Filter the entries below, keeping only the lines that contain the string "resolution", with case taken into account. Copy each matching line unchanged.

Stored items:
--------

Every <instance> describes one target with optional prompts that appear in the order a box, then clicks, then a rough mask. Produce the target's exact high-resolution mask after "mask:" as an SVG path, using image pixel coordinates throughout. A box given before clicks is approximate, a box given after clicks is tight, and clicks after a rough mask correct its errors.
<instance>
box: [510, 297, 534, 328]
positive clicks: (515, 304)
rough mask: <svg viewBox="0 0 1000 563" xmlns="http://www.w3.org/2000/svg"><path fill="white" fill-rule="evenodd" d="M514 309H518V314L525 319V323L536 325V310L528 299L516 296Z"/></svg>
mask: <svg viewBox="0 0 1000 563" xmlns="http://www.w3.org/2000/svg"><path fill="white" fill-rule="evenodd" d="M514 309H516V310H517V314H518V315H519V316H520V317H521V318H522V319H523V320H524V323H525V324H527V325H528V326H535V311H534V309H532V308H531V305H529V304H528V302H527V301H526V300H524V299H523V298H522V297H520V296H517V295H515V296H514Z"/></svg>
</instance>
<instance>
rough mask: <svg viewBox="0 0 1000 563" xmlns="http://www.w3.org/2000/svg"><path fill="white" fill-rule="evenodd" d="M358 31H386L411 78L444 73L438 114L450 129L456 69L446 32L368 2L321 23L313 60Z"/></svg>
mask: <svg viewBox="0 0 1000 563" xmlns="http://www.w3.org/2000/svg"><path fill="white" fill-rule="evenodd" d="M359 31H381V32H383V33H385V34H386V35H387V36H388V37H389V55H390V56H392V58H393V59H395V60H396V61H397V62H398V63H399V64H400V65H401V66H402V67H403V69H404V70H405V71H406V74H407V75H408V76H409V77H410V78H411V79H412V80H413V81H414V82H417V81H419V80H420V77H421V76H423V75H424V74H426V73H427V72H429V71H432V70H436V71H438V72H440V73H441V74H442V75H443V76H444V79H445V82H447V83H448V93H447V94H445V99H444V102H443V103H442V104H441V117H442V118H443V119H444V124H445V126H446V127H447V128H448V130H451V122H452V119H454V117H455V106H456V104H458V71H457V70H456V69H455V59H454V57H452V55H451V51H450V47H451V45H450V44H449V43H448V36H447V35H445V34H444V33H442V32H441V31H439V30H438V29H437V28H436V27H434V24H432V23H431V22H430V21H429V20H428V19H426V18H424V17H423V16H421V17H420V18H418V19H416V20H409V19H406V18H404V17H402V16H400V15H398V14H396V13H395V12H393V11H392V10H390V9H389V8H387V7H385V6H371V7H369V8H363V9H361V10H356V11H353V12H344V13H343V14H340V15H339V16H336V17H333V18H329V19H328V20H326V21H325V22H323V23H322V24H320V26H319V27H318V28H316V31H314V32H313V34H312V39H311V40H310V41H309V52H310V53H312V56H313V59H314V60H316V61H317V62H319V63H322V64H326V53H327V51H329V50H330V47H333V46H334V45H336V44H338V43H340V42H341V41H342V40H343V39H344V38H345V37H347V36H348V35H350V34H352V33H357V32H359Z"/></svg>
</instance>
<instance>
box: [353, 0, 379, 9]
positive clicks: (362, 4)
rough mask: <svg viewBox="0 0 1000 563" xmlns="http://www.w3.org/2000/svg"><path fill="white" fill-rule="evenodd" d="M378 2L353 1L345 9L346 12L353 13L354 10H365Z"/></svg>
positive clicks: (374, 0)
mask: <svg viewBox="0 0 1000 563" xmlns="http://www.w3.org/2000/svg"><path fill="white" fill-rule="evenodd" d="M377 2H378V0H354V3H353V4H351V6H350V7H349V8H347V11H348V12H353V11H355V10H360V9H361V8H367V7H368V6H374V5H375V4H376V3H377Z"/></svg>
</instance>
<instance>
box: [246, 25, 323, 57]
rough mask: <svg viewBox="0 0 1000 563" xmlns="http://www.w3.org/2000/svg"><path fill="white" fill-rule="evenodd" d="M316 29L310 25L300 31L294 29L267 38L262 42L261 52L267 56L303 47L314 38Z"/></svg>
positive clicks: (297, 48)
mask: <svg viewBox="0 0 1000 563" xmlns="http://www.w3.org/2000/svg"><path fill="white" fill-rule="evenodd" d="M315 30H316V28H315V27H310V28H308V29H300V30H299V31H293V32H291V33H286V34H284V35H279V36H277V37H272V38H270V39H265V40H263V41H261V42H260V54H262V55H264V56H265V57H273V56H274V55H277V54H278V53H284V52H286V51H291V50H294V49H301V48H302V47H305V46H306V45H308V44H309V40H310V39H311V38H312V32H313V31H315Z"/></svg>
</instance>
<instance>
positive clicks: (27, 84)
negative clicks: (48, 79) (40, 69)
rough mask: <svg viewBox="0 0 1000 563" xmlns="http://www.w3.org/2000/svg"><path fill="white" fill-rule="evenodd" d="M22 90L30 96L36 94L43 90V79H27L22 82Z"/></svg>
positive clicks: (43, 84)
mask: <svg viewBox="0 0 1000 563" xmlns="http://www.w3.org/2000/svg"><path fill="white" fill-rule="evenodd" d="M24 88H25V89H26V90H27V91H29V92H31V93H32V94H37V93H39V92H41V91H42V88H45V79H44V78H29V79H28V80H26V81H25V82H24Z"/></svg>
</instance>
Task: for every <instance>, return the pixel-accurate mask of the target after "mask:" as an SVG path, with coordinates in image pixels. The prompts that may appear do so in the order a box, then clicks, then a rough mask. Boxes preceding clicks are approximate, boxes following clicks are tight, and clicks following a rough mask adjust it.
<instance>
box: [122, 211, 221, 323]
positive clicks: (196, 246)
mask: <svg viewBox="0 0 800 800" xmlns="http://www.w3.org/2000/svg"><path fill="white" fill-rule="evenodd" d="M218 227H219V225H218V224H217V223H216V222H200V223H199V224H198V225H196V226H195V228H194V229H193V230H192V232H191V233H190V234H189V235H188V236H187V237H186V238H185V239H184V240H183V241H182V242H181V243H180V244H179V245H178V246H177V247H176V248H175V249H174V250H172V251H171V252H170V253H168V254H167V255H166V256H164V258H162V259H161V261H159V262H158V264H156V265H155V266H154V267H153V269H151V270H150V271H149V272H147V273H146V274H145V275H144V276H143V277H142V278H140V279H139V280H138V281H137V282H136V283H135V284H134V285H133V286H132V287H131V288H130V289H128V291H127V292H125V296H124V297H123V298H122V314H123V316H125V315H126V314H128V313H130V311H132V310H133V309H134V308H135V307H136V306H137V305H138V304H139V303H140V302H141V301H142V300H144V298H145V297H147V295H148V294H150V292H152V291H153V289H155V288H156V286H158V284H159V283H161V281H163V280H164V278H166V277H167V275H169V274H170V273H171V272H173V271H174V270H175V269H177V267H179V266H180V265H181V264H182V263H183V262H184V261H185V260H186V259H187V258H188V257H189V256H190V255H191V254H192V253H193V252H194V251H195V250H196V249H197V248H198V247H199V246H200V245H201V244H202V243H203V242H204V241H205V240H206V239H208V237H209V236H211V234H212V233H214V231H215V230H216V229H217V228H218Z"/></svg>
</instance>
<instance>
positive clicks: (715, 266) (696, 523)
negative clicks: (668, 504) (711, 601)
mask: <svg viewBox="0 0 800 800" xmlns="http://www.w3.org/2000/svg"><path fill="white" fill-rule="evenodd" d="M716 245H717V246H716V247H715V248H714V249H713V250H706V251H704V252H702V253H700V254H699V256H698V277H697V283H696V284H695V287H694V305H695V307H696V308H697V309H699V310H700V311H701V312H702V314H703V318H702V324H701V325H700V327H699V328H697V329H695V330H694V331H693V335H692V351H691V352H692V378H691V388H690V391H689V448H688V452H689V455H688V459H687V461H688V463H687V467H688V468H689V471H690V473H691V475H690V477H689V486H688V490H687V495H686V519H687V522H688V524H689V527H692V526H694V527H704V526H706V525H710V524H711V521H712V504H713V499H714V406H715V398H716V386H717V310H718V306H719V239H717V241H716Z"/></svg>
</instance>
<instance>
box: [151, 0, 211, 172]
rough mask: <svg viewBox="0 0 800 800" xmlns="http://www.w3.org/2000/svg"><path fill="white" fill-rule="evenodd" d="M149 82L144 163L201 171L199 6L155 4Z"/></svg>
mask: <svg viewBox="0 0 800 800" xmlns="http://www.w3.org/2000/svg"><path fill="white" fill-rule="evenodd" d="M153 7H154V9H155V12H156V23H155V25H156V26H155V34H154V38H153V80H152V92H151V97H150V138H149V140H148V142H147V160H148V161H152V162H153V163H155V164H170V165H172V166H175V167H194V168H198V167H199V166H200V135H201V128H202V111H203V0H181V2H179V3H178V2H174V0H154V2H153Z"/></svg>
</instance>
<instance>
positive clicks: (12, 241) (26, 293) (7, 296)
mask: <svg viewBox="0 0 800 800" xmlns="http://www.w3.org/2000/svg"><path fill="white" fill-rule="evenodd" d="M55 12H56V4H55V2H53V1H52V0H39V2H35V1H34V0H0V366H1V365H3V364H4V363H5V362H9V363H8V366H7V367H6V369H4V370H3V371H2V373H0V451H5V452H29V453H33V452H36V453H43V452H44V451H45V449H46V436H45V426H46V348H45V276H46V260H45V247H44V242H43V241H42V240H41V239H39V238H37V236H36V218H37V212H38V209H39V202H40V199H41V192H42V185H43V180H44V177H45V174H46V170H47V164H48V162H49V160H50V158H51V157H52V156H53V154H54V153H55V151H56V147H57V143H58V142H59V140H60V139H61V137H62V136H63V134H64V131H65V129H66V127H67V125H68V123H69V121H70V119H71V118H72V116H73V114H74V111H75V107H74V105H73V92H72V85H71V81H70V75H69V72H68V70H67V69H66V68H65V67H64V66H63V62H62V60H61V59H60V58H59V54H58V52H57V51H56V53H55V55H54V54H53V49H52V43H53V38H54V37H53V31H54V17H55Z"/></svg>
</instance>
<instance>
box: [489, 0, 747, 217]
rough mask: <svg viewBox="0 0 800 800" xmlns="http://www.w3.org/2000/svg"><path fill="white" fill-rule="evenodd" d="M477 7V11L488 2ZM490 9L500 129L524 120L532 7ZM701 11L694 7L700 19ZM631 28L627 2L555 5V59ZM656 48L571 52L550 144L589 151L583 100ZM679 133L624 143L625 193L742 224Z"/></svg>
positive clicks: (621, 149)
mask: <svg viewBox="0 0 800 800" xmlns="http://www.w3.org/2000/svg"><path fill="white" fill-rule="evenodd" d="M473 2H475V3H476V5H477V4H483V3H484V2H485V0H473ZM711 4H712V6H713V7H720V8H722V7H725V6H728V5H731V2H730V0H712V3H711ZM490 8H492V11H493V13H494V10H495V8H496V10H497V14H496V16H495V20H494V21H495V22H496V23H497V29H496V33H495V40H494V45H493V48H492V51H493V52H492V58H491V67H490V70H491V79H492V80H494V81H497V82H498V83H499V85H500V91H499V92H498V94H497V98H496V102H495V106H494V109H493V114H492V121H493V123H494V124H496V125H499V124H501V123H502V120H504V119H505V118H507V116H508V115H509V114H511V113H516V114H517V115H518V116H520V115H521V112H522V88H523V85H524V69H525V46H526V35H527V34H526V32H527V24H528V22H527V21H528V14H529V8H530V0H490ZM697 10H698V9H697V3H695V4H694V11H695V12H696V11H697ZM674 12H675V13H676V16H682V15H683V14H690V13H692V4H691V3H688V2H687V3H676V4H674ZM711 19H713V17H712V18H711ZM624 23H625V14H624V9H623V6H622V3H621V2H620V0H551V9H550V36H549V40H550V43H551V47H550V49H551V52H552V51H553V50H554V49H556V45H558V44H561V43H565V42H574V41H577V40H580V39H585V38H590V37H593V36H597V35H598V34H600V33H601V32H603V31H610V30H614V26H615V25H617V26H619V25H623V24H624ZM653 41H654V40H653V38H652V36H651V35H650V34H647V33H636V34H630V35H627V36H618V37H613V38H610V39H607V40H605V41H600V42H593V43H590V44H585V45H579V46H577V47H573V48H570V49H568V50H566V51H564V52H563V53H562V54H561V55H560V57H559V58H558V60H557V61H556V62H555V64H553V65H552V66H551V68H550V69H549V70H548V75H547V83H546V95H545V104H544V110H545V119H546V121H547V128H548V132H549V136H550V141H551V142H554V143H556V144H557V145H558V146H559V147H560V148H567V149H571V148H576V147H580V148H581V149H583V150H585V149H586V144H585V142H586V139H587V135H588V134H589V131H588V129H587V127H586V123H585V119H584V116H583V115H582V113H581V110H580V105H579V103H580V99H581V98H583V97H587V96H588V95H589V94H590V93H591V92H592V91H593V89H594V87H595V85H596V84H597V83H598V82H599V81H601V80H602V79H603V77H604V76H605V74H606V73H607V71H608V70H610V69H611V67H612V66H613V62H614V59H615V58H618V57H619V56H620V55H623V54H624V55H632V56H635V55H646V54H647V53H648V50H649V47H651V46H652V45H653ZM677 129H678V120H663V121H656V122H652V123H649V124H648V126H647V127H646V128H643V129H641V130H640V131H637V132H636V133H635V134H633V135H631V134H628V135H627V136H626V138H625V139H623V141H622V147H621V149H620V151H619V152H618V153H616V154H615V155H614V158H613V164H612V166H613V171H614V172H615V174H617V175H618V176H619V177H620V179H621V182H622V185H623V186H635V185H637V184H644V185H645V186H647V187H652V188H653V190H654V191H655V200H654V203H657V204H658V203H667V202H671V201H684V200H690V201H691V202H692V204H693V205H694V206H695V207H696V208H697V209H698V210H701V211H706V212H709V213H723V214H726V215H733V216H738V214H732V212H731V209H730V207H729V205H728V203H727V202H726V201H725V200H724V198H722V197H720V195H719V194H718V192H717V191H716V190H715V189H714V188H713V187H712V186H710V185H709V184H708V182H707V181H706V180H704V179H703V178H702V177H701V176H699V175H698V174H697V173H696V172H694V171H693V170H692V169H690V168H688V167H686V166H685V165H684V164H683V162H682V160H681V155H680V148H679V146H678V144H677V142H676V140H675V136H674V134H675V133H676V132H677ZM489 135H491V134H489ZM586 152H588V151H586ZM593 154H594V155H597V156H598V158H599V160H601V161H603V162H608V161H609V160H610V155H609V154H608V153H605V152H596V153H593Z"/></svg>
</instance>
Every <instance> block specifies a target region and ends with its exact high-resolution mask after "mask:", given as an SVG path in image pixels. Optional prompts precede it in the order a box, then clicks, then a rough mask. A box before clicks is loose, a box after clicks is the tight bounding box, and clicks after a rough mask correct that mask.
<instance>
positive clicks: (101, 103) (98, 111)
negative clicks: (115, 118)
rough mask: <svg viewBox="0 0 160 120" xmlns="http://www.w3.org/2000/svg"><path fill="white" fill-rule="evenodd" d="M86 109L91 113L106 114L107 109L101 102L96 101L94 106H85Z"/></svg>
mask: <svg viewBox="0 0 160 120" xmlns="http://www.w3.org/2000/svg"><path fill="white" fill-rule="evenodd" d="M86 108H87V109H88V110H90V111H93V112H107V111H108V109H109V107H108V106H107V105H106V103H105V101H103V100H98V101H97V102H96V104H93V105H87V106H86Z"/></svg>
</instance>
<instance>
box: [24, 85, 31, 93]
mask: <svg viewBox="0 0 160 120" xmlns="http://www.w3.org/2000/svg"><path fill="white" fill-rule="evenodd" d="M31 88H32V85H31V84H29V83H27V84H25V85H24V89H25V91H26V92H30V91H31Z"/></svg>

--------

__SOLUTION TO THE PROBLEM__:
Every <instance> describes one target with optional prompts that appear in the order a box, then clicks, then a rough mask. Produce the target's exact high-resolution mask after "mask:" as an SVG path, using image pixel coordinates throughout. A box given before clicks is approximate, a box given after clicks is tight, and clicks after a rough mask correct its errors.
Every <instance> block specifies a target region and ends with its exact high-resolution mask after "mask:", given as an SVG path in image pixels. Optional prompts precede it in the order a box, then clicks, then a rough mask. A box before clicks is loose, a box after clicks is the tight bounding box, and clicks after a rough mask correct that mask.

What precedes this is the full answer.